Copy exactly the run of lines that begins at the line with "In this image, your task is to find where each beagle" and ends at the final line of the entries.

## RECORDS PROVIDED
######

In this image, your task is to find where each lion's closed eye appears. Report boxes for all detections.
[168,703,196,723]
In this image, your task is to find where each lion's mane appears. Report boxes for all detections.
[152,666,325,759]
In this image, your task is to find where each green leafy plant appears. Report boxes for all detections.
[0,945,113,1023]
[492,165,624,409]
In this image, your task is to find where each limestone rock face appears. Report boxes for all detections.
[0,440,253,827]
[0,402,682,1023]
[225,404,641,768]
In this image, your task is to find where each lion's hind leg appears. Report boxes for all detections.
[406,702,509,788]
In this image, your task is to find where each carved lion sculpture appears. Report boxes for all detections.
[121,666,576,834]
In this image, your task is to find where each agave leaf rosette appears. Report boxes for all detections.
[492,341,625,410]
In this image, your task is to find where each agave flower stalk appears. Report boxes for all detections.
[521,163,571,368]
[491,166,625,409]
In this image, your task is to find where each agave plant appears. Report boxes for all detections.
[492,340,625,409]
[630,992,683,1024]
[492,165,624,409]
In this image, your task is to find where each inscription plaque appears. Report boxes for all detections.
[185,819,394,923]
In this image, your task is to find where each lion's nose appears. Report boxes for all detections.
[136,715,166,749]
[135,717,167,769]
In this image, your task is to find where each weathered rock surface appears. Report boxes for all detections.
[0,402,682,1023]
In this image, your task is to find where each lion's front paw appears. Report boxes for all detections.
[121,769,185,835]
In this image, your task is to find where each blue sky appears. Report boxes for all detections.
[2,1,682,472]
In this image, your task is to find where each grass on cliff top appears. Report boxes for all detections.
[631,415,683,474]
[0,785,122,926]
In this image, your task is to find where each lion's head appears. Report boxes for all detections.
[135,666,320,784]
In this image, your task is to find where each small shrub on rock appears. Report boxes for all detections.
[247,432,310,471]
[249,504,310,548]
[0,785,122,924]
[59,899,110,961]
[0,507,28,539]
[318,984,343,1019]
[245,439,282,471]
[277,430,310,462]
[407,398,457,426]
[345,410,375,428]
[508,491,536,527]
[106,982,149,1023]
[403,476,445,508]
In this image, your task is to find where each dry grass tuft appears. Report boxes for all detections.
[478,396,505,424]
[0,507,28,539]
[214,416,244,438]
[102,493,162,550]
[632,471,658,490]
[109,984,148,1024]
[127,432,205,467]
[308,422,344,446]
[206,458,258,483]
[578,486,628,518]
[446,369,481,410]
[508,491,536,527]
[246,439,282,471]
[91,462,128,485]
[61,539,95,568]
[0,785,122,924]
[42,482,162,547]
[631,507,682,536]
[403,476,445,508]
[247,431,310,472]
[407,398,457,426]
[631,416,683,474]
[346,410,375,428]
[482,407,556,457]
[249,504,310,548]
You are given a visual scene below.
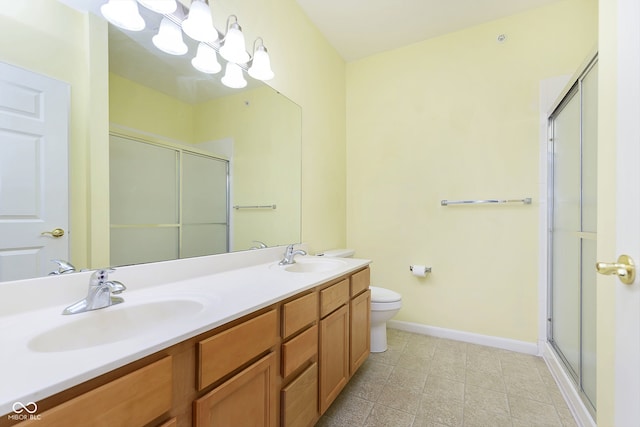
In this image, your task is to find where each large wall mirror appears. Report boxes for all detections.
[0,0,301,281]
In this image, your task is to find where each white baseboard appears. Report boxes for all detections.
[387,320,538,355]
[541,343,596,427]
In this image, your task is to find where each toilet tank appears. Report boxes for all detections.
[318,248,355,258]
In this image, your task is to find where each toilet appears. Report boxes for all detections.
[320,249,403,353]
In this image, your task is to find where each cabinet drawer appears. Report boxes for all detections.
[198,309,278,390]
[281,363,318,427]
[282,292,318,339]
[282,324,318,378]
[194,352,278,427]
[28,356,172,427]
[350,268,370,297]
[320,279,349,318]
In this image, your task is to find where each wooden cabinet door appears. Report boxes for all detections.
[281,363,318,427]
[319,304,349,414]
[194,353,277,427]
[350,289,371,375]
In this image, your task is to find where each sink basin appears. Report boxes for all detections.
[28,299,205,352]
[277,257,347,273]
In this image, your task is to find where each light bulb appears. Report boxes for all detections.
[101,0,145,31]
[152,17,188,55]
[221,62,247,89]
[137,0,177,14]
[248,44,274,81]
[220,21,250,64]
[191,43,222,74]
[182,0,218,43]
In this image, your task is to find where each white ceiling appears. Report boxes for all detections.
[295,0,563,61]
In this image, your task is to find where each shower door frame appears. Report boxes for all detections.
[546,55,598,418]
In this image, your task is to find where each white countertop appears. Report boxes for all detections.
[0,248,370,415]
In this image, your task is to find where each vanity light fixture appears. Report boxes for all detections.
[100,0,275,86]
[192,42,222,74]
[221,62,247,88]
[181,0,219,43]
[152,17,188,55]
[248,38,274,81]
[101,0,145,31]
[138,0,177,14]
[219,15,250,64]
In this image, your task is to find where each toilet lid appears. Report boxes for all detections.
[369,286,401,303]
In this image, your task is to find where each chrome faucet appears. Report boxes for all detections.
[250,240,268,249]
[62,269,126,315]
[48,259,77,275]
[279,244,307,265]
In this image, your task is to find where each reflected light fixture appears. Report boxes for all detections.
[192,42,222,74]
[101,0,145,31]
[138,0,178,14]
[181,0,218,43]
[152,17,188,55]
[221,62,247,89]
[248,38,274,81]
[219,15,250,64]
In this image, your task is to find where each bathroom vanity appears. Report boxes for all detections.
[0,247,370,427]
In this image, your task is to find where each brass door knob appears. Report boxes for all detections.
[596,254,635,285]
[41,228,65,238]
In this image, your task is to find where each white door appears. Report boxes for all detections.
[597,0,640,424]
[0,62,70,281]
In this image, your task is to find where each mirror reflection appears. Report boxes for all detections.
[0,1,301,281]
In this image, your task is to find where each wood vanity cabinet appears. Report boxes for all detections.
[280,292,319,427]
[6,267,371,427]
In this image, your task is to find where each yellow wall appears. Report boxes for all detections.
[346,0,597,342]
[195,87,302,250]
[109,73,196,143]
[0,1,109,270]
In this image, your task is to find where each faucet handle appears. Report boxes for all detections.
[89,268,116,286]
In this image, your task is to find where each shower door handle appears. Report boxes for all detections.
[596,254,635,285]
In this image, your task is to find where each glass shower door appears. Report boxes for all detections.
[549,58,598,414]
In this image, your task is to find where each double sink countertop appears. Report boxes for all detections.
[0,246,370,416]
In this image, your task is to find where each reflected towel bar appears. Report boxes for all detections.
[233,204,277,210]
[440,198,532,206]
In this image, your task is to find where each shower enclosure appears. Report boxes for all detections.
[547,56,598,415]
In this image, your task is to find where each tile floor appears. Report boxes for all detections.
[316,328,577,427]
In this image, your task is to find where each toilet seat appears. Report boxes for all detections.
[370,286,401,303]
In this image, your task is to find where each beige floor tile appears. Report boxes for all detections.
[465,368,505,393]
[417,394,464,427]
[508,396,563,426]
[463,406,513,427]
[464,384,510,415]
[424,375,465,402]
[363,404,416,427]
[377,383,423,414]
[388,366,429,392]
[319,329,580,427]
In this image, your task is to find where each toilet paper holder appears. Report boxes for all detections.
[409,265,432,274]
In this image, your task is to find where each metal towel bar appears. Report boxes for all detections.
[440,198,532,206]
[233,204,277,210]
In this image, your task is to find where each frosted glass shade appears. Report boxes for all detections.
[248,45,274,81]
[191,43,222,74]
[101,0,145,31]
[152,17,188,55]
[181,0,218,43]
[221,62,247,89]
[220,23,250,64]
[137,0,177,14]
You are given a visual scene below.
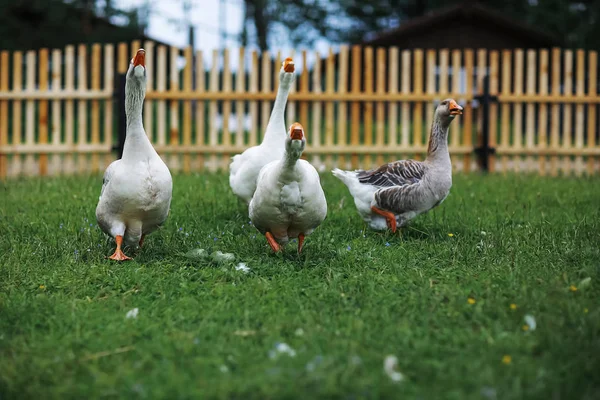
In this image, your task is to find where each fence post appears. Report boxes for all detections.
[113,73,127,159]
[474,75,497,172]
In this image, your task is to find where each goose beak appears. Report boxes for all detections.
[133,49,145,68]
[449,99,463,115]
[289,122,304,140]
[283,57,295,73]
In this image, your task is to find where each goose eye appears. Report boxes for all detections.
[441,101,447,105]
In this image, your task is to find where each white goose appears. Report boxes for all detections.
[249,122,327,253]
[96,49,173,260]
[332,99,463,232]
[229,57,296,203]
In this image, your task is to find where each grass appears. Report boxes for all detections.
[0,172,599,399]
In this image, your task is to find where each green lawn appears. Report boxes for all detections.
[0,173,599,399]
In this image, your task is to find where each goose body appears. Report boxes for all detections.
[332,99,463,232]
[249,123,327,253]
[230,58,296,203]
[96,49,173,260]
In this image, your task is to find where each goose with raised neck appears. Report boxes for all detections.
[249,122,327,253]
[332,98,462,232]
[95,49,173,261]
[229,57,296,203]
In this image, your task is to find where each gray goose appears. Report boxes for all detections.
[332,98,463,232]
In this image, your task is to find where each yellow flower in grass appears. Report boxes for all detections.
[510,303,517,310]
[569,285,578,292]
[502,355,512,365]
[584,308,588,314]
[467,297,476,305]
[448,233,454,237]
[39,285,46,290]
[522,324,529,331]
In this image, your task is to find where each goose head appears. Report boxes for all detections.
[435,98,463,126]
[126,49,146,86]
[285,122,306,157]
[278,57,296,87]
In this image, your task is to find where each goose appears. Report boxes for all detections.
[249,122,327,253]
[332,99,463,232]
[229,57,296,203]
[96,49,173,260]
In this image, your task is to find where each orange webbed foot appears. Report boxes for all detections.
[297,233,305,254]
[108,249,132,261]
[265,232,282,253]
[371,206,397,233]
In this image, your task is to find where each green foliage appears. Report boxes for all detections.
[1,172,599,398]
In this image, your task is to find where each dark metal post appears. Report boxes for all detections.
[474,75,497,172]
[113,73,127,159]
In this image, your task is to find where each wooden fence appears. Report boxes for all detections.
[0,41,599,179]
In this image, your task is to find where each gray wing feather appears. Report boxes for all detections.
[357,160,425,188]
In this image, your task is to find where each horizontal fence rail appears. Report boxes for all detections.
[0,42,599,178]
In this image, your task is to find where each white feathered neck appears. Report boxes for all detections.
[262,72,294,145]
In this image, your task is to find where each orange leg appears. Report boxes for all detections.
[108,235,132,261]
[138,234,146,248]
[265,232,281,253]
[297,233,305,254]
[371,206,397,233]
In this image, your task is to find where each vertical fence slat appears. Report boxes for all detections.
[50,49,62,175]
[169,46,181,171]
[425,49,435,157]
[209,49,219,170]
[587,51,597,175]
[525,50,536,172]
[476,49,487,172]
[388,47,399,150]
[90,44,101,173]
[350,45,361,168]
[463,49,474,172]
[550,48,561,176]
[450,49,460,151]
[401,50,411,149]
[103,44,114,170]
[38,49,49,176]
[413,49,423,160]
[235,47,245,148]
[325,48,335,168]
[144,41,154,148]
[183,46,192,173]
[337,45,349,168]
[513,49,523,172]
[249,50,258,147]
[156,45,167,148]
[77,45,88,173]
[221,48,232,170]
[574,49,585,176]
[0,51,8,178]
[311,50,322,167]
[64,46,75,174]
[260,51,271,136]
[375,47,386,166]
[25,51,36,175]
[562,50,573,175]
[195,49,205,170]
[500,50,511,173]
[538,49,548,175]
[364,46,374,167]
[489,50,499,172]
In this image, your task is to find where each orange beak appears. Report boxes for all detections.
[283,57,294,73]
[449,99,463,115]
[289,122,304,140]
[133,49,145,68]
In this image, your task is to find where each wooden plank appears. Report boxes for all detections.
[401,50,411,151]
[183,46,193,173]
[103,44,114,170]
[0,51,8,178]
[324,48,335,168]
[24,51,36,175]
[11,51,23,176]
[143,41,155,147]
[550,48,561,176]
[169,45,180,171]
[221,48,232,170]
[388,47,399,156]
[450,49,460,152]
[500,50,511,173]
[363,46,374,167]
[489,50,499,172]
[562,49,573,175]
[248,50,258,147]
[77,44,88,174]
[376,47,386,166]
[512,49,523,172]
[425,49,436,160]
[413,49,424,160]
[260,51,271,138]
[525,49,536,172]
[476,49,487,171]
[49,49,62,175]
[574,49,585,176]
[587,51,597,175]
[311,50,322,167]
[350,45,361,168]
[337,45,349,168]
[209,49,219,170]
[538,49,548,175]
[195,49,205,170]
[64,46,75,174]
[90,44,101,173]
[38,49,49,176]
[463,49,474,172]
[156,45,167,153]
[235,47,245,148]
[300,50,309,130]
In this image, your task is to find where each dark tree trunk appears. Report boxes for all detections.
[245,0,269,52]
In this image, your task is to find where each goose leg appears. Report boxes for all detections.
[138,234,146,248]
[108,235,132,261]
[265,232,281,253]
[297,233,305,254]
[371,206,397,233]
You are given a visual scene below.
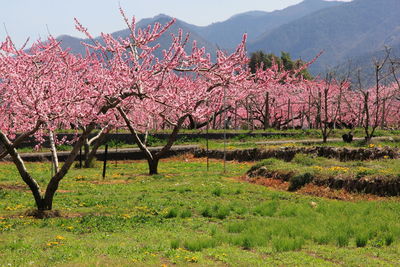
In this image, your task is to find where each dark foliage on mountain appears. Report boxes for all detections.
[248,0,400,74]
[249,51,313,80]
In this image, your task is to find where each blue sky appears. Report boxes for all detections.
[1,0,350,47]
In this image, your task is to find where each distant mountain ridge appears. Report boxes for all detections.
[57,15,218,59]
[248,0,400,74]
[183,0,342,49]
[55,0,400,75]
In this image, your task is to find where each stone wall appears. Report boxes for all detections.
[194,146,400,162]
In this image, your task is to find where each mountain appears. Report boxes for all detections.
[57,0,344,57]
[333,42,400,86]
[248,0,400,74]
[55,0,400,76]
[57,14,218,58]
[187,0,342,49]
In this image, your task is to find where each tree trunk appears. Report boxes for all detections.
[83,139,90,164]
[49,131,59,174]
[264,92,269,130]
[147,158,159,175]
[43,124,95,210]
[83,128,108,168]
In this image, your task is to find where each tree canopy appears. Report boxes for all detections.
[249,51,313,80]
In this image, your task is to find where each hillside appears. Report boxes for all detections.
[248,0,400,74]
[189,0,342,49]
[55,0,400,75]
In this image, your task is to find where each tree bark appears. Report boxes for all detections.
[84,129,108,168]
[147,158,159,175]
[49,131,59,174]
[264,92,269,130]
[117,107,188,175]
[0,131,45,209]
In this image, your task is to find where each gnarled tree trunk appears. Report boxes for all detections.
[118,107,188,175]
[0,124,95,211]
[82,126,109,168]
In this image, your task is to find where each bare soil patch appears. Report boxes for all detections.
[0,183,28,191]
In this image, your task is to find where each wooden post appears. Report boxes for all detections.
[223,86,227,173]
[308,95,312,129]
[317,91,322,129]
[287,99,291,129]
[206,119,209,172]
[102,144,108,180]
[115,128,118,167]
[264,92,269,130]
[206,101,210,172]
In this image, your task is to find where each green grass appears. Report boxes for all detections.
[250,154,400,184]
[1,158,400,266]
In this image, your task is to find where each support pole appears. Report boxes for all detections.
[102,144,108,180]
[223,86,227,174]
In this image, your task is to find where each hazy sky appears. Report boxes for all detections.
[1,0,350,47]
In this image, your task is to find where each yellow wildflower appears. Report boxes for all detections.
[47,241,59,246]
[55,235,65,240]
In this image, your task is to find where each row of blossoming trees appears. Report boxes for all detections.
[0,10,399,212]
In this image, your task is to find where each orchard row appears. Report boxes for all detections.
[0,9,399,211]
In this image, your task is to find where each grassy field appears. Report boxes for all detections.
[1,156,400,266]
[248,154,400,193]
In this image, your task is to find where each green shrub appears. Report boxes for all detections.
[183,238,217,252]
[235,188,242,195]
[107,139,126,148]
[356,235,368,247]
[242,237,253,250]
[212,187,222,197]
[145,136,163,147]
[314,234,331,245]
[227,222,245,233]
[336,235,349,247]
[254,201,278,217]
[0,189,7,199]
[170,239,180,249]
[272,237,304,252]
[180,209,192,218]
[201,206,212,218]
[292,154,316,166]
[385,234,394,246]
[201,204,230,219]
[247,158,279,174]
[216,206,230,219]
[165,208,178,218]
[356,168,376,178]
[56,144,71,151]
[289,172,313,191]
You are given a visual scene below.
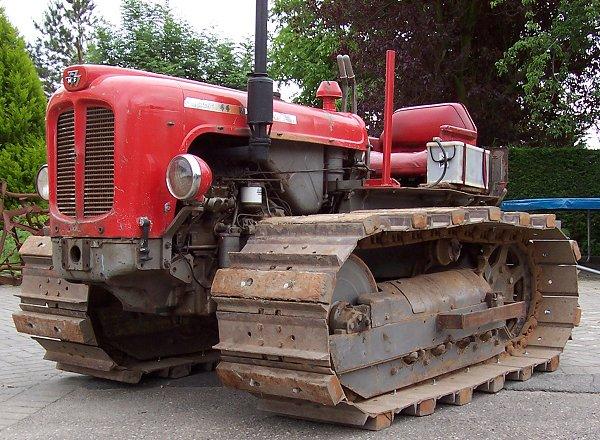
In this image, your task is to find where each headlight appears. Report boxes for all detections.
[36,164,49,201]
[166,154,213,201]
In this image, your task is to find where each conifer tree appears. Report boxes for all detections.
[0,8,46,192]
[31,0,96,95]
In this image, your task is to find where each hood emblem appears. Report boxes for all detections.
[65,70,81,87]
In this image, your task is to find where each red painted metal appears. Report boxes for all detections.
[316,81,342,111]
[47,65,369,239]
[439,124,477,145]
[365,50,400,188]
[378,103,477,153]
[193,156,213,201]
[369,150,427,176]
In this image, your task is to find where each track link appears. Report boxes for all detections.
[212,207,580,429]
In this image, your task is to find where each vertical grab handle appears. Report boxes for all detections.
[381,50,396,186]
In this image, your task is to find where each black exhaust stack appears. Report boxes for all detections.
[247,0,273,158]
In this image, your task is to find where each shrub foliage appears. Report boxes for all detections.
[0,8,46,193]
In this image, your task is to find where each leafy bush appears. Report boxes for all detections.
[0,8,46,144]
[507,147,600,256]
[0,8,47,194]
[0,139,46,194]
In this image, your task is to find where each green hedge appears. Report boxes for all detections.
[0,138,46,194]
[507,147,600,256]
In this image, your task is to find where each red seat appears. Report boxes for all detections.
[375,103,477,153]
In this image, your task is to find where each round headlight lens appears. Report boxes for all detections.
[36,164,49,201]
[166,154,212,201]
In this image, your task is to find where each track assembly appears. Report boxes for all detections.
[13,236,218,383]
[212,206,580,430]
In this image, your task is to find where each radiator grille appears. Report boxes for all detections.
[84,107,115,216]
[55,109,76,216]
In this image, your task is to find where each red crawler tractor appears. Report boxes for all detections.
[13,0,580,430]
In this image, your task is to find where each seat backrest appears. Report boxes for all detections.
[376,103,477,153]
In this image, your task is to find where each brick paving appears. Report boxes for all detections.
[0,274,598,432]
[0,286,81,430]
[559,276,600,374]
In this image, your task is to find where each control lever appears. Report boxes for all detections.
[138,217,152,262]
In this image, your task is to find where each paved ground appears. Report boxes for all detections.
[0,275,598,439]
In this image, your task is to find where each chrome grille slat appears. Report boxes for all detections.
[84,107,114,217]
[56,110,76,216]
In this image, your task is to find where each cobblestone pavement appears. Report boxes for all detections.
[0,275,598,438]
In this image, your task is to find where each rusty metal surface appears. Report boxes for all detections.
[0,181,47,285]
[14,234,220,384]
[536,296,580,324]
[212,268,336,303]
[36,338,117,372]
[537,264,579,295]
[329,306,501,374]
[437,301,526,330]
[13,311,97,344]
[213,206,579,429]
[215,311,330,363]
[378,269,489,314]
[217,362,344,406]
[337,333,505,398]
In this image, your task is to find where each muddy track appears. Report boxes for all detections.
[212,206,580,430]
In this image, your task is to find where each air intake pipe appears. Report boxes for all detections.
[247,0,273,159]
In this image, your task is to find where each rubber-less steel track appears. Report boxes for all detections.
[212,207,580,430]
[13,236,218,383]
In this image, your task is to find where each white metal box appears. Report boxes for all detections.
[426,141,490,190]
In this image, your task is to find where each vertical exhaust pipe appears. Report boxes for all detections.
[247,0,273,158]
[336,55,349,112]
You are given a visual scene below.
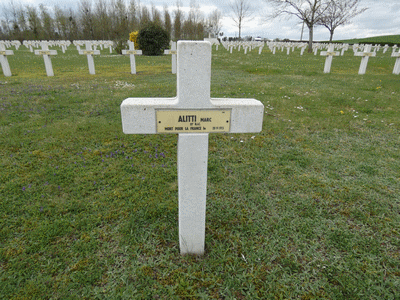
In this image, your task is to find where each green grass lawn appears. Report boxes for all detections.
[333,34,400,45]
[1,44,399,299]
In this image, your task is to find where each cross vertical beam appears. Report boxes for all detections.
[178,133,208,254]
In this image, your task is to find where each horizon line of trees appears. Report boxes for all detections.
[0,0,223,42]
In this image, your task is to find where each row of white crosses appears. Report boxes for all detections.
[2,39,400,77]
[221,41,265,55]
[73,40,114,53]
[121,41,264,255]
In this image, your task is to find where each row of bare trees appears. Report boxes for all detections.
[229,0,367,49]
[264,0,367,51]
[0,0,223,42]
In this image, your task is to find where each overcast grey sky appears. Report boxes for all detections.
[1,0,399,41]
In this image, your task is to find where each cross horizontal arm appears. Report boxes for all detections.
[121,97,264,134]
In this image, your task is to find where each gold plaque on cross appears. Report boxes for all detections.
[39,51,51,55]
[156,110,231,133]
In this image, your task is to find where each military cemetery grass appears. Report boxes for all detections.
[1,45,399,299]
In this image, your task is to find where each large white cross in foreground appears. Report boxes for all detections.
[121,41,264,255]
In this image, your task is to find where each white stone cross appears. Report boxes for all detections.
[391,50,400,75]
[79,41,100,75]
[320,44,340,73]
[122,41,142,74]
[34,42,57,77]
[121,41,264,255]
[0,42,14,77]
[383,44,389,54]
[354,44,376,75]
[164,41,177,74]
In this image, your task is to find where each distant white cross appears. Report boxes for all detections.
[164,42,177,74]
[0,42,14,77]
[354,44,376,75]
[121,41,264,255]
[122,41,142,74]
[34,42,57,77]
[79,41,100,75]
[320,44,340,73]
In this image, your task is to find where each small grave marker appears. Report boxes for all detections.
[320,44,340,73]
[34,42,57,77]
[164,42,177,74]
[392,50,400,75]
[122,41,142,74]
[0,42,14,77]
[121,41,264,255]
[354,44,376,75]
[79,41,100,75]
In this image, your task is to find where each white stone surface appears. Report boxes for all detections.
[122,41,142,74]
[392,50,400,75]
[178,133,208,254]
[121,41,264,255]
[0,43,13,77]
[355,44,376,75]
[34,42,57,77]
[320,44,340,74]
[79,42,100,75]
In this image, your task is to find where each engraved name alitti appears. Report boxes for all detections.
[178,115,197,122]
[178,115,213,122]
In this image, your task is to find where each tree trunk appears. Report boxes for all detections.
[329,29,334,42]
[308,25,313,53]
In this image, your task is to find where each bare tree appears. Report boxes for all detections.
[264,0,329,52]
[318,0,367,41]
[79,0,94,39]
[229,0,253,39]
[151,4,162,26]
[39,4,54,39]
[206,9,222,38]
[128,0,138,30]
[26,5,42,39]
[173,1,183,40]
[163,4,172,39]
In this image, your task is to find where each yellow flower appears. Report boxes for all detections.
[340,111,344,114]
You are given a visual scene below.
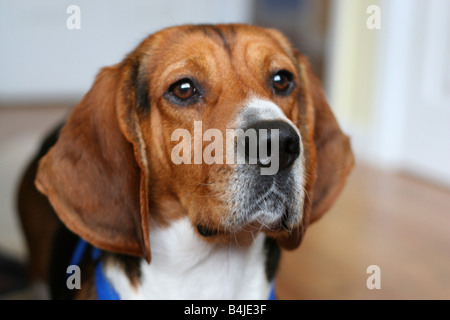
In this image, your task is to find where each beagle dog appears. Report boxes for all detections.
[17,24,353,300]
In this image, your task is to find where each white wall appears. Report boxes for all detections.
[327,0,450,188]
[0,0,253,103]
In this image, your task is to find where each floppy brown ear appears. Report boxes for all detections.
[35,59,151,262]
[305,59,354,223]
[278,55,354,250]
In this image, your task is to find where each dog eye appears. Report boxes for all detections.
[167,78,199,103]
[271,70,294,95]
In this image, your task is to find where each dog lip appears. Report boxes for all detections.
[196,224,218,237]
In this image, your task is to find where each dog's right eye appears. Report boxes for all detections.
[165,78,200,105]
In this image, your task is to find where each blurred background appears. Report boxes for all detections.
[0,0,449,299]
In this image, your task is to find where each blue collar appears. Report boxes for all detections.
[70,239,120,300]
[70,238,276,300]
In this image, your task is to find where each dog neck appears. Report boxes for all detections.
[102,217,273,299]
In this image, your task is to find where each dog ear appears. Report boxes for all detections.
[35,58,152,262]
[278,54,354,250]
[303,58,354,223]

######

## YOUR RESPONSE
In this image, your task is to find where each beagle dog appears. Report boxes for all detections.
[17,24,353,300]
In this image, your task is to find where each white wall appears. Report boxes for all detections.
[327,0,450,188]
[0,0,253,103]
In this image, your task is to find where each floppy brown ear appears. Report boxes for all detections.
[35,59,151,262]
[305,59,354,223]
[278,55,354,250]
In this image, your task is to find where each dog eye appears. Report boxes for all detections.
[167,78,199,103]
[271,70,294,95]
In this image, your task is to find where each dog lip appears. Report boxes for all detections.
[196,224,218,237]
In this image, your task is to find where each dog's right eye appears. Report boxes for all detections.
[165,78,200,105]
In this image, your task is to find where each blurred background appears. Report boxes for all detections.
[0,0,449,299]
In this image, your task is to find where each blue collar appears. Report boxes for all detections.
[70,239,120,300]
[70,238,276,300]
In this image, your task is to find where each dog neck appears. Report boxes for all detections.
[102,217,273,299]
In this image, your task is to find where each dog ear appears. Report boxes for all detections.
[35,58,152,262]
[278,54,354,250]
[303,58,354,223]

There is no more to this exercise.